Enfrentamento ao luto
O sentimento de perder um familiar é como uma ferida que não cicatriza. Segundo Fabrício Lemos, doutor em psicologia pela UnB, esse sentimento pode ser intensificado em um caso de sinistro de trânsito. “O sentimento aumenta por causa da perda repentina. Isso a torna ainda mais traumática. Outro fator é o sentimento de impotência que cerca a família”, explica.
São diversas formas que as pessoas encontram para tentar lidar com a perda de um ente querido. Nos casos de sinistros de trânsito, é comum a instalação de memoriais — como cruzes e ghost bikes brancas, abordados na primeira matéria desta série — em homenagem às vítimas. Segundo Fabrício, esses monumentos são materializações físicas do luto e podem ser benéficas para o enfrentamento da perda do parente. “Esses atos servem como um ritual, e é muito importante para a elaboração do luto”, afirma.

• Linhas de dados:
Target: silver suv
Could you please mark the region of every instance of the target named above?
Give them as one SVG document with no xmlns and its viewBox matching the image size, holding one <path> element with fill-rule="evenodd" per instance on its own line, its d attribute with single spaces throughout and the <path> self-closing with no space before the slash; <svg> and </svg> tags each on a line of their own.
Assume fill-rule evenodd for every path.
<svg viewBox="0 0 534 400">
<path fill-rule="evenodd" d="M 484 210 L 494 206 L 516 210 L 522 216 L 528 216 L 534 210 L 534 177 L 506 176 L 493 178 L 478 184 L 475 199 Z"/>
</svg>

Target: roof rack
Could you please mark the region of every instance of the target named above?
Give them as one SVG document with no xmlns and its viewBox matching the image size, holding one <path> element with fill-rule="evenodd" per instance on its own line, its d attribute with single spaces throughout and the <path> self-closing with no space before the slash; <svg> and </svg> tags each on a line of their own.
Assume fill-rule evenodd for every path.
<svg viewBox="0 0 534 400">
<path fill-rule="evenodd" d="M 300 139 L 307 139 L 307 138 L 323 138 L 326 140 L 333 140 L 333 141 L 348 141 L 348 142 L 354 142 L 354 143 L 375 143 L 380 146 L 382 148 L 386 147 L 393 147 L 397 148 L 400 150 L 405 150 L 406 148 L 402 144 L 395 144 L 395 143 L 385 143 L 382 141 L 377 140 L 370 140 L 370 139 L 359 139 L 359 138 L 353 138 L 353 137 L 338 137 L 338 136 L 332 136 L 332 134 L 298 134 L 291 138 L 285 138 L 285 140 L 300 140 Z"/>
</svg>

• Tarefas obrigatórias:
(1) Resuma em duas frases o trecho sobre o enfrentamento do luto.
(2) Escreva a continuação do trecho sobre o enfrentamento do luto, começando logo após a última frase apresentada.
As linhas constituem um material à parte, independente do trecho sobre o enfrentamento do luto.

• Conjunto de respostas:
(1) Segundo o psicólogo Fabrício Lemos, o sentimento de perder um familiar pode se intensificar em sinistros de trânsito, por causa da perda repentina e da impotência que cerca a família. Memoriais como cruzes e ghost bikes brancas materializam o luto e funcionam como rituais importantes para sua elaboração.

(2)
A família de Pedro Deivison instalou uma ghost bike no local do atropelamento dele. O pai, Pérsio Deivison, afirmou que esse gesto também sensibilizou outras pessoas. “Serve para mostrar a perda de outras pessoas também”, diz. O local é considerado um marco da causa cicloativista em Brasília. Pérsio se emociona ao ver a dimensão que tomou o protesto pela morte de seu filho. “Às vezes, não conseguimos cuidar do local e, quando chegamos lá, vimos que outras pessoas colocaram alguns vasos de flores ou deixavam bilhetes e cartinhas”, conta.
Investimento
O Governo do Distrito Federal tem investido na readequação das vias, na criação de faixas exclusivas para ônibus, nos BRTs, na ampliação e melhoria das ciclovias e na expansão do transporte sobre trilhos.
A expansão da Linha 1, que atende Samambaia, começou e deve durar entre dois e quatro anos. A previsão é de que 10% estejam prontos até o fim de julho de 2026. O custo inicial da obra é de R$ 348.976.013,45, que chegam a mais de R$ 400 milhões com os demais custos associados.
Os recursos são do GDF e do Banco Nacional de Desenvolvimento Econômico e Social (BNDES) — obra financiada pelo novo PAC, Programa de Aceleração do Crescimento, do governo federal.
Três perguntas para Zeno Gonçalves, secretário de Transporte e Mobilidade do DF
Quais são as estratégias do governo para melhorar a mobilidade e reduzir as mortes no trânsito do DF?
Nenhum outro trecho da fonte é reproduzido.